> Task requirements: In the rows below, rewrite the stretch from the line containing "In this exercise you will mark every instance of the algae" through the end of the rows, replacing "Target" with "Label" and leaving everything else unchanged.

> Listing:
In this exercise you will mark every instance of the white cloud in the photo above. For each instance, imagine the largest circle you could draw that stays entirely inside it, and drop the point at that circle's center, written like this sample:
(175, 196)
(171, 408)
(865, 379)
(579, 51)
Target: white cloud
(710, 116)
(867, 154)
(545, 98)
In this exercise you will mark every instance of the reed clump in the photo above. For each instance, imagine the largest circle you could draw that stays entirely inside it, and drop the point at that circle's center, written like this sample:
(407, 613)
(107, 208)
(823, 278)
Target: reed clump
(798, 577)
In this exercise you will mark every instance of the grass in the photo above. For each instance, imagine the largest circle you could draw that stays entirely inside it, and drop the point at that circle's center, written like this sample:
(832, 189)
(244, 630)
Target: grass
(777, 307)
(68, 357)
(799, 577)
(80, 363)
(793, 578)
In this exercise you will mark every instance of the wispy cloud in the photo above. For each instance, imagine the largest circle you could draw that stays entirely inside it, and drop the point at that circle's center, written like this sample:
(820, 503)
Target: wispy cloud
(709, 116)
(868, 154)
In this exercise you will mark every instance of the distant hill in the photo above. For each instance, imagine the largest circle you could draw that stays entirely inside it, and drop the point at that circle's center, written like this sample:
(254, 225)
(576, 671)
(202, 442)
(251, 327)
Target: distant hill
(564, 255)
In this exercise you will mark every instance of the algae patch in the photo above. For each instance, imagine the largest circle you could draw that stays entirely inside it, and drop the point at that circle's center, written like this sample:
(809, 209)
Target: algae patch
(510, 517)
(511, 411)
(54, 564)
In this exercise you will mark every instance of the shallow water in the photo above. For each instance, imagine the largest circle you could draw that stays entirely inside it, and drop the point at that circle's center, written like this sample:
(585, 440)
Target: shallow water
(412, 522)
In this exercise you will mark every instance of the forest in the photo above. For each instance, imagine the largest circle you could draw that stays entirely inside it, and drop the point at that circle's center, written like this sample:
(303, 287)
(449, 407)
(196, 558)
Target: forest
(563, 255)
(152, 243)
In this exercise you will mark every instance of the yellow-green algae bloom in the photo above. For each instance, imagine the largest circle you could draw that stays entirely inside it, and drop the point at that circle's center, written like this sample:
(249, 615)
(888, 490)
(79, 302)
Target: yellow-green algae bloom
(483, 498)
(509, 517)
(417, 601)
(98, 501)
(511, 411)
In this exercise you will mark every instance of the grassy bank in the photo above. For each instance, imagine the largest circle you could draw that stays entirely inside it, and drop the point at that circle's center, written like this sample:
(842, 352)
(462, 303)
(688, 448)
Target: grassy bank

> Task response:
In this exercise you will mark every instance of the algae patch in the photo above. For each instance, imagine the largest circle you could draw that stays entirely inside it, and drop the point at that circle's center, written like this sample:
(809, 209)
Label: algae patch
(510, 517)
(511, 411)
(54, 564)
In this exercise you will mark every instance of the shallow water in the photo above. For each instance, imagine the largest circle you could draw that stays entirely inside it, and drop the point at that circle's center, written like this sample:
(585, 440)
Label: shallow water
(412, 522)
In this exercise you will mark every instance of the forest in the photo above. For each instance, imagine the largest circle you could draw that stays entirely inside it, and drop the point at that circle's center, written like this sample:
(303, 287)
(449, 407)
(196, 558)
Label: forest
(563, 255)
(152, 243)
In this exercise you will mark every instance of the yellow-green algae bloom in the photo above. For each instance, imagine the largest circle you could draw that stays entirely inside it, and drop the point at that circle's center, written like this sample:
(249, 615)
(888, 490)
(79, 302)
Label: yellow-green algae bloom
(483, 498)
(509, 517)
(417, 601)
(98, 501)
(511, 411)
In this exercise you will mark every instance of the grassy bank in the photo above. For each instance, imagine the largest circle you could draw that stays entirely inside it, and drop the point at that circle's center, written like this sample:
(842, 352)
(462, 303)
(688, 448)
Label: grassy bank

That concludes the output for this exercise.